-- BEGIN Source passage --

I'm not stressed about it, but when they do sort it out, it'll be damn nice to put that onto the Christmas Visa bill, especially considering the last minute trips to Disney and Sea world with the family in December.

CANFORGEN 221/16 RCN 052/16 071301Z DEC 16
SEA DUTY ALLOWANCE (SDA) VERIFICATION (REFIT) UPDATE
UNCLASSIFIED
REFS: A. CBI 205 
B. CFAO 205-25 
C: MARCORD 205-1 (CANCELLED 18 JUN 14) 
D: CANFORGEN 015/16 RCN 005/16 031427Z FEB 16 
1.	THE PURPOSE OF THIS CANFORGEN IS TO PROVIDE AN UPDATE ON THE ONGOING SEA DUTY ALLOWANCE (SDA) VERIFICATION (REFIT) AND TO PROVIDE FURTHER DIRECTION TO SERVING AND RETIRED PERSONNEL. IAW REF D THIS VERIFICATION ENCOMPASSES ONLY THOSE PERS WHO SERVED ABOARD AN HMC SHIP AFTER 01 SEP 2001 THAT WAS IN REFIT FOR GREATER THAN 180 DAYS 
2.	THE SDA (REFIT) VERIFICATION TEAMS HAVE IDENTIFIED OVER 4000 FILES OF PERS AFFECTED BY CHANGES TO THE POLICIES AT REF. ACTIVE SERVICE MEMBERS HAVE NOW BEEN REVIEWED AND PAY CORRECTION IS COMPLETED. PROGRESSING OF RELEASED MEMBER FILES I CURRENTLY UNDERWAY 
3.	THIS PROJECT IS EXPECTED TO BE COMPLETED BY END DEC 2016. CURRENTLY SERVING PERS WITH CONCERNS WRT THEIR COMPENSATION OR WHO BELIEVE THEY HAVE BEEN MISSED SHOULD CONSULT WITH THEIR PAY OFFICE IN JAN 2017. 
4.	TO ENSURE TIMELY RECEIPT OF ANY COMPENSATION, RETIRED PERSONNEL SHOULD CONTACT THE RELEASED PERSONNEL PAY OFFICE (RPPO) AT 1-800-773 -7705 TO VALIDATE THEIR BANKING INFORMATION AND TO SUBMIT ANY QUERIES ON COMPENSATION 
5.	QUESTIONS CONCERNING THIS PROCESS CAN BE DIRECTED THROUGH THE CHAIN OF COMMAND TO LCDR SUZANNE OTCHENASH, DIRECTOR PERSONNEL AND TRAINING 2-2,------ OR NAV P AND T 2-2-4, CWO BOB POTTER, -----

(Phone numbers redacted from section 5)


----------



## CountDC (10 Jan 2017)

contacted my pay office and got the initial reply that they know nothing, Ottawa was doing the audits and issuing the pay, don't know if they are done.  Sent copy of the canforgen and waiting for next reply.  The CBI was updated in 2007 and with a quick search couldn't find a copy from 2001 to see what the policy was.  No idea if I should be receiving anything as I haven't even been able to confirm what SDA I was paid.  Really wish I had my view access to CCPS so I could at least look that up. Maybe I was paid for the entire period already.


----------



## NavyShooter (9 May 2017)

As a follow up to this.

Paperwork submitted IAW CANFORGEN 221/16 first week back from leave in January.

Mid-May pay statement indicates that I am getting my SDA corrected to factor in the lost time for one refit.

-- END Source passage --
-- BEGIN Dataset --

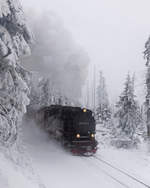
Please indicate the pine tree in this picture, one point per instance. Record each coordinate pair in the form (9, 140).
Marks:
(128, 111)
(147, 101)
(103, 108)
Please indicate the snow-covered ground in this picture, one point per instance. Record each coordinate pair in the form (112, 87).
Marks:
(16, 173)
(59, 169)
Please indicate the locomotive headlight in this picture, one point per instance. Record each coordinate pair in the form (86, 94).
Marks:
(84, 110)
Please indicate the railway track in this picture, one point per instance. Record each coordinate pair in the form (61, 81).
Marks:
(120, 176)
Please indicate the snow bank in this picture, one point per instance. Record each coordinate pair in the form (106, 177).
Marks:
(15, 175)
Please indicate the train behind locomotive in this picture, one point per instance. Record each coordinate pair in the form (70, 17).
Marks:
(73, 126)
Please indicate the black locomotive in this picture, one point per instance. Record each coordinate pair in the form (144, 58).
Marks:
(73, 126)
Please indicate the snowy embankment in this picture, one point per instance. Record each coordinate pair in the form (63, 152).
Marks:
(17, 172)
(58, 168)
(136, 162)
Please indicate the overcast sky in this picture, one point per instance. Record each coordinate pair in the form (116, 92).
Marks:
(113, 32)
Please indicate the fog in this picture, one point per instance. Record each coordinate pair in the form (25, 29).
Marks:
(56, 55)
(113, 32)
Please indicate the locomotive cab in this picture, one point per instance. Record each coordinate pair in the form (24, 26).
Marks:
(79, 130)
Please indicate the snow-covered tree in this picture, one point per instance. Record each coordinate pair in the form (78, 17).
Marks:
(103, 107)
(57, 56)
(128, 111)
(14, 43)
(147, 102)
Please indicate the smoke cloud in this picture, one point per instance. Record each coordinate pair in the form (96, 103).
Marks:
(56, 55)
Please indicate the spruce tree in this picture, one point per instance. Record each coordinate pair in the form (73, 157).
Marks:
(147, 101)
(103, 108)
(128, 111)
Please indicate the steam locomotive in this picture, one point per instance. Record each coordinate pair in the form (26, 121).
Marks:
(73, 126)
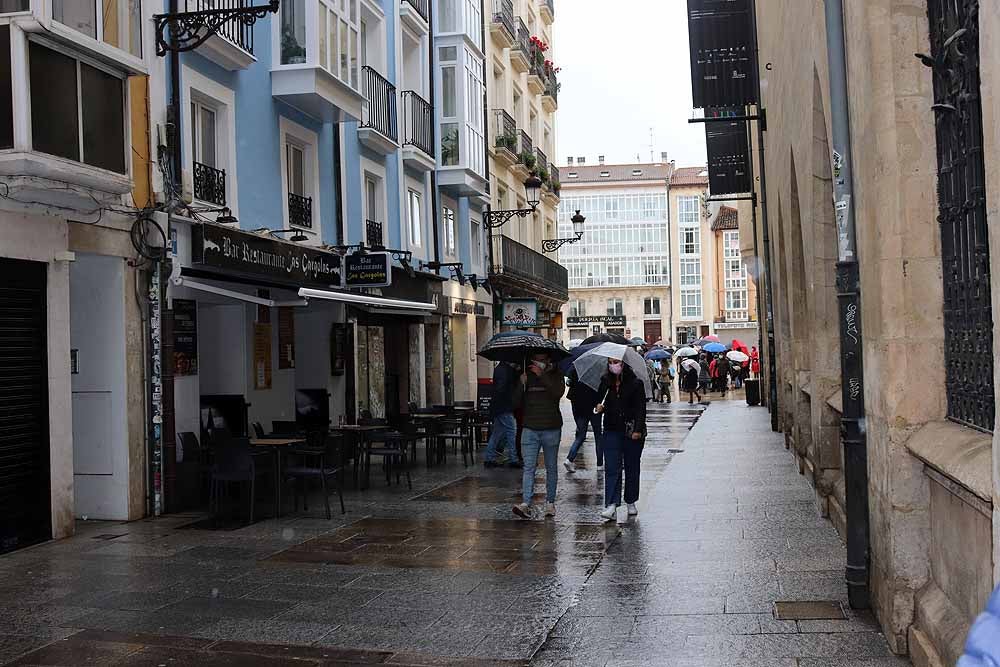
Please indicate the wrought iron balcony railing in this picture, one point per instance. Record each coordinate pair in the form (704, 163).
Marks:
(235, 31)
(299, 210)
(379, 112)
(421, 6)
(373, 234)
(518, 265)
(503, 14)
(209, 184)
(418, 122)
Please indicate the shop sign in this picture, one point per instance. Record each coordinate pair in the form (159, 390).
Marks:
(372, 269)
(520, 313)
(259, 256)
(606, 320)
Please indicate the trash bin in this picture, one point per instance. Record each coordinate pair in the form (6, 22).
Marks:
(752, 388)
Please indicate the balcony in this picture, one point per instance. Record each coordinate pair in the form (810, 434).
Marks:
(299, 211)
(209, 184)
(232, 47)
(550, 96)
(505, 138)
(418, 132)
(378, 129)
(524, 272)
(416, 14)
(502, 26)
(547, 11)
(520, 52)
(373, 234)
(315, 45)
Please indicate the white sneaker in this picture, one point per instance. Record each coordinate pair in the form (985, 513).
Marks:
(524, 511)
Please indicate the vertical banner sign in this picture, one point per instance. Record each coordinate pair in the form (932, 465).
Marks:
(723, 53)
(261, 356)
(728, 159)
(185, 337)
(286, 337)
(156, 385)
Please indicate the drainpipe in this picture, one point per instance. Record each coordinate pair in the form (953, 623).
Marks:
(852, 423)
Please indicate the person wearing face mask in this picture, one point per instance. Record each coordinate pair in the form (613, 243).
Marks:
(538, 395)
(624, 410)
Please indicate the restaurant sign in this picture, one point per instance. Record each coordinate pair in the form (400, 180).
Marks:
(617, 321)
(373, 269)
(258, 256)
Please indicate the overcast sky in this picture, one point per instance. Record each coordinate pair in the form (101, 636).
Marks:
(625, 70)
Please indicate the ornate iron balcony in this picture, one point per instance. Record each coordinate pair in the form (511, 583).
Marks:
(418, 122)
(209, 184)
(380, 108)
(300, 211)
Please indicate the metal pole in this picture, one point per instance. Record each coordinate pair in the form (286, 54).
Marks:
(852, 424)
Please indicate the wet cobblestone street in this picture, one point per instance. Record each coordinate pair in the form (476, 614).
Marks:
(443, 574)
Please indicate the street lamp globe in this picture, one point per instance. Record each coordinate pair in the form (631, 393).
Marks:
(578, 221)
(532, 190)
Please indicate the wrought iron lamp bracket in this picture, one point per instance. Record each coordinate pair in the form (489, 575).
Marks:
(189, 30)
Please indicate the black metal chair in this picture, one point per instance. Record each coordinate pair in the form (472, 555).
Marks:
(319, 459)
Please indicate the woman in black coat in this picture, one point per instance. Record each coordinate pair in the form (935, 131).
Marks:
(624, 410)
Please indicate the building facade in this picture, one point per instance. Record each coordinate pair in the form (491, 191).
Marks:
(923, 200)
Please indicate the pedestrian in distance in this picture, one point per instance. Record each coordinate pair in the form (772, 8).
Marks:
(538, 394)
(583, 399)
(624, 410)
(503, 437)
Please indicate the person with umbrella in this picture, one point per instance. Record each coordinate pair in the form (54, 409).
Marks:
(538, 395)
(624, 410)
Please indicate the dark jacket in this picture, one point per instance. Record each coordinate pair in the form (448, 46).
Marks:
(540, 400)
(625, 406)
(505, 380)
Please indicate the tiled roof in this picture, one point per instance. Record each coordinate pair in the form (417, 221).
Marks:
(727, 218)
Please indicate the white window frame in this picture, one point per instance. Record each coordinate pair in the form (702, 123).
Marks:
(307, 140)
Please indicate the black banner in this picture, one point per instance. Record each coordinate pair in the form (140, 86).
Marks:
(370, 270)
(259, 256)
(723, 53)
(728, 158)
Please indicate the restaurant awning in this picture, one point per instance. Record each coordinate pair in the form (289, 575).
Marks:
(365, 300)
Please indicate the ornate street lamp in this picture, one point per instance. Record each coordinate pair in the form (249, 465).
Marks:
(532, 191)
(551, 245)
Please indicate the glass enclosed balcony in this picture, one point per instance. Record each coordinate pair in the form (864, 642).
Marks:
(316, 58)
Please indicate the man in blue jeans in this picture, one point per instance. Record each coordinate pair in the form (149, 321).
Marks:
(538, 394)
(504, 435)
(584, 399)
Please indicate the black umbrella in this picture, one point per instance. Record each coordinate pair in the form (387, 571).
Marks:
(515, 346)
(607, 338)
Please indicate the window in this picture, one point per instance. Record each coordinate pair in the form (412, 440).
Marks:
(414, 210)
(448, 216)
(77, 110)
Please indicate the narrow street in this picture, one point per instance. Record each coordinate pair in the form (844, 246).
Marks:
(443, 574)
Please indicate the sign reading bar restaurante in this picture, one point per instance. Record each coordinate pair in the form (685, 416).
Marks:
(372, 269)
(263, 257)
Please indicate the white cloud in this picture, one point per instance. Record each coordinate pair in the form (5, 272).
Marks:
(625, 70)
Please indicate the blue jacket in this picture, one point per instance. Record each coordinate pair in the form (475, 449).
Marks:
(982, 649)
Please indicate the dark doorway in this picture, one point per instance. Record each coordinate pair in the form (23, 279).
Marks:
(25, 505)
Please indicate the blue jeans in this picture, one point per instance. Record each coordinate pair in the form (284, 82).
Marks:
(583, 420)
(503, 437)
(531, 442)
(621, 452)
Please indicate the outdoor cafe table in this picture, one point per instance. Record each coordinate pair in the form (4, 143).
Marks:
(276, 444)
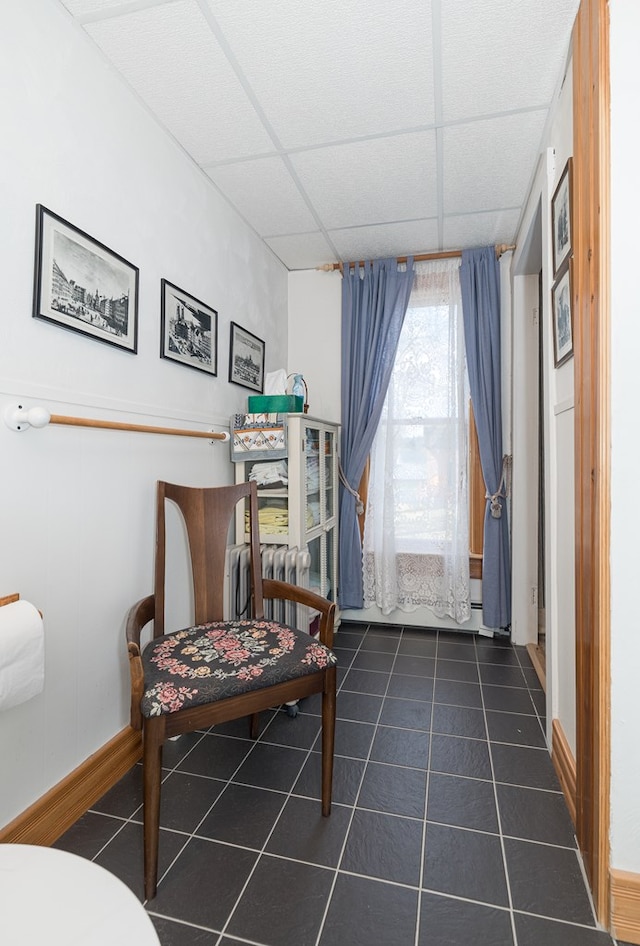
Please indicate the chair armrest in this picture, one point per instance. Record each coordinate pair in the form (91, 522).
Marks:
(137, 617)
(271, 588)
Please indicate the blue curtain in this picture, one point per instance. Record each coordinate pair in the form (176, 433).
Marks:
(374, 302)
(480, 284)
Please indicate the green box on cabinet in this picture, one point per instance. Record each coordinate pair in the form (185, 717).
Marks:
(275, 404)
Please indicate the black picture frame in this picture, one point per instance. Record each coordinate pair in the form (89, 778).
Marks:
(246, 359)
(189, 329)
(562, 312)
(562, 218)
(82, 285)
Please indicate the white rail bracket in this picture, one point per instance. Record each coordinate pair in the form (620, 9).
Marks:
(18, 417)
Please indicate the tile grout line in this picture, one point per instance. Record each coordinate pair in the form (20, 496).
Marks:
(498, 816)
(359, 789)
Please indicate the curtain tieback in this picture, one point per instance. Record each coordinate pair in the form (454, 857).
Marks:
(503, 488)
(349, 488)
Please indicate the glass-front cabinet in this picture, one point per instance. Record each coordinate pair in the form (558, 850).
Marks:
(298, 502)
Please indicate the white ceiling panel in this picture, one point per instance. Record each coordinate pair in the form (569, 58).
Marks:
(172, 60)
(384, 180)
(310, 65)
(302, 251)
(391, 239)
(83, 8)
(516, 64)
(469, 230)
(343, 129)
(505, 152)
(266, 195)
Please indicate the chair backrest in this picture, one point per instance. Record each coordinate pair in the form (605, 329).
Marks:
(207, 514)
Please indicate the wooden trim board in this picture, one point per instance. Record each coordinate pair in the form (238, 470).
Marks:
(565, 766)
(591, 318)
(625, 906)
(54, 813)
(538, 661)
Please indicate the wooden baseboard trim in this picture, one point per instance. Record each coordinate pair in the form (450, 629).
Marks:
(625, 906)
(54, 813)
(538, 662)
(565, 766)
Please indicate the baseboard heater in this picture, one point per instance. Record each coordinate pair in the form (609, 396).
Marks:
(279, 562)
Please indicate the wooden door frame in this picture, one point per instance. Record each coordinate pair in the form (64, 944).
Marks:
(591, 318)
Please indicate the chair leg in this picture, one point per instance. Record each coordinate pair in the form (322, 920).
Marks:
(328, 735)
(153, 737)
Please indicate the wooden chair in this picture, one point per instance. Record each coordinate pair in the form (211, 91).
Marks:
(216, 671)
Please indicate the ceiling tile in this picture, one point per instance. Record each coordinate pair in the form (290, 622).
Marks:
(88, 7)
(330, 71)
(482, 229)
(384, 180)
(502, 55)
(391, 239)
(505, 152)
(265, 194)
(302, 251)
(172, 60)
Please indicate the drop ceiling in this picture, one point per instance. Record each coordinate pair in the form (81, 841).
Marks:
(350, 129)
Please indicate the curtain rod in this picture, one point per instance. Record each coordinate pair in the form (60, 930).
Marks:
(449, 254)
(18, 418)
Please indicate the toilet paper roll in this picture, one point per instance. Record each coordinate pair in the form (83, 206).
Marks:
(21, 653)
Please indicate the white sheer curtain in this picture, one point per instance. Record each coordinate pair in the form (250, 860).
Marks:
(416, 538)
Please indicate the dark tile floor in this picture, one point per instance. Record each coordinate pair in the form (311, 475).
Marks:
(448, 825)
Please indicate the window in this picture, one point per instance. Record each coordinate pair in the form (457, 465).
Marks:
(416, 535)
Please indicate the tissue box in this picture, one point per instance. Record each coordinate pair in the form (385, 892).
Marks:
(275, 404)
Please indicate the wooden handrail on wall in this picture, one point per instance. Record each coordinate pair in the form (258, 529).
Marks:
(20, 418)
(140, 428)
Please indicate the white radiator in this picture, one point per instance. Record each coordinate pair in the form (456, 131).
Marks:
(279, 562)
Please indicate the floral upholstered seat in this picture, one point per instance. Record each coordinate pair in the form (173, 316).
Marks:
(217, 660)
(217, 670)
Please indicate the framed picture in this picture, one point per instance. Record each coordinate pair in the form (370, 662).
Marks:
(561, 218)
(82, 285)
(562, 315)
(246, 359)
(189, 332)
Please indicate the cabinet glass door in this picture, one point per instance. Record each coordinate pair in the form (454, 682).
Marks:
(312, 476)
(329, 475)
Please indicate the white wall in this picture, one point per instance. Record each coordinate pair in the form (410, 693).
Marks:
(76, 505)
(625, 443)
(315, 303)
(558, 423)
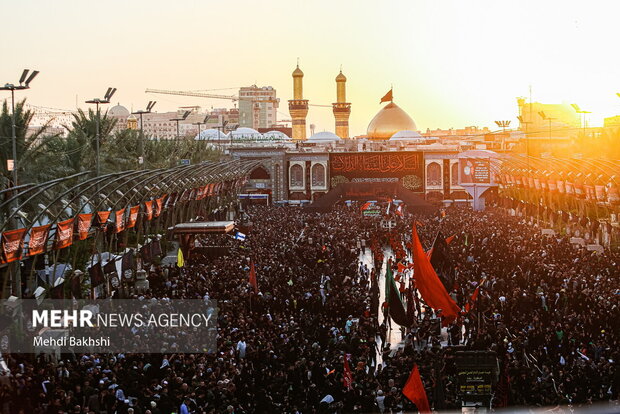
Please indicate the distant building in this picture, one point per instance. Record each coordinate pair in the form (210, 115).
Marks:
(612, 121)
(55, 121)
(560, 121)
(258, 107)
(469, 132)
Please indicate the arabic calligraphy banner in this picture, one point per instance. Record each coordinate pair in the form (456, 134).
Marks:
(404, 167)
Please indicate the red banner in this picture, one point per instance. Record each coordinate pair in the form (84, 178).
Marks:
(561, 188)
(38, 239)
(148, 206)
(519, 180)
(64, 233)
(102, 217)
(12, 245)
(579, 190)
(613, 197)
(133, 216)
(84, 222)
(600, 192)
(160, 205)
(119, 217)
(530, 182)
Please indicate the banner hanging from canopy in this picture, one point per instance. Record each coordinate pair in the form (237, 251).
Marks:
(38, 240)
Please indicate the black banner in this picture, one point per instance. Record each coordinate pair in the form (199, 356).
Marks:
(404, 167)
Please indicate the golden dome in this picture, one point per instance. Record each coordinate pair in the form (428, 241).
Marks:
(388, 121)
(298, 73)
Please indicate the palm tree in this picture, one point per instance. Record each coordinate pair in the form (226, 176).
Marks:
(31, 146)
(82, 138)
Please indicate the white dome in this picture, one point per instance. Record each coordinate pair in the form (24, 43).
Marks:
(406, 135)
(276, 136)
(245, 131)
(246, 134)
(324, 136)
(211, 135)
(118, 111)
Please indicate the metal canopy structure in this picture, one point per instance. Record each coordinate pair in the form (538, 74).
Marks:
(204, 227)
(178, 194)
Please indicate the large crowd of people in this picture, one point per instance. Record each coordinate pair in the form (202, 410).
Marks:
(548, 309)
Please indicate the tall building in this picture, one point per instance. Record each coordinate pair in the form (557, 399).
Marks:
(298, 106)
(341, 108)
(258, 107)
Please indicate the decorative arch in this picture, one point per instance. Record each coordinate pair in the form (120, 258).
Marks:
(318, 175)
(454, 174)
(260, 173)
(433, 174)
(296, 176)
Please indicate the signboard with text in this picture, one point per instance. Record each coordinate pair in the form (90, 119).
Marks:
(475, 171)
(404, 167)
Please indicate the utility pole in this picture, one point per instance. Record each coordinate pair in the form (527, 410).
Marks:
(182, 118)
(149, 108)
(24, 83)
(97, 102)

-- END Dataset --

[Set of tasks]
1. Answer these questions from the sea duty allowance thread:
(a) How long must an HMC ship have been in refit for the people who served aboard it to be included in the verification?
(b) In what year was the CBI updated, according to the post by CountDC?
(c) What did NavyShooter's mid-May pay statement indicate?
2. Duplicate the sea duty allowance thread from "contacted my pay" up to and including "up to this.".
Rely only on the sea duty allowance thread, not on the listing.

[Results for each task]
1.
(a) Greater than 180 days.
(b) 2007.
(c) That NavyShooter's SDA was being corrected to factor in the lost time for one refit.

2.
contacted my pay office and got the initial reply that they know nothing, Ottawa was doing the audits and issuing the pay, don't know if they are done.  Sent copy of the canforgen and waiting for next reply.  The CBI was updated in 2007 and with a quick search couldn't find a copy from 2001 to see what the policy was.  No idea if I should be receiving anything as I haven't even been able to confirm what SDA I was paid.  Really wish I had my view access to CCPS so I could at least look that up. Maybe I was paid for the entire period already.


----------



## NavyShooter (9 May 2017)

As a follow up to this.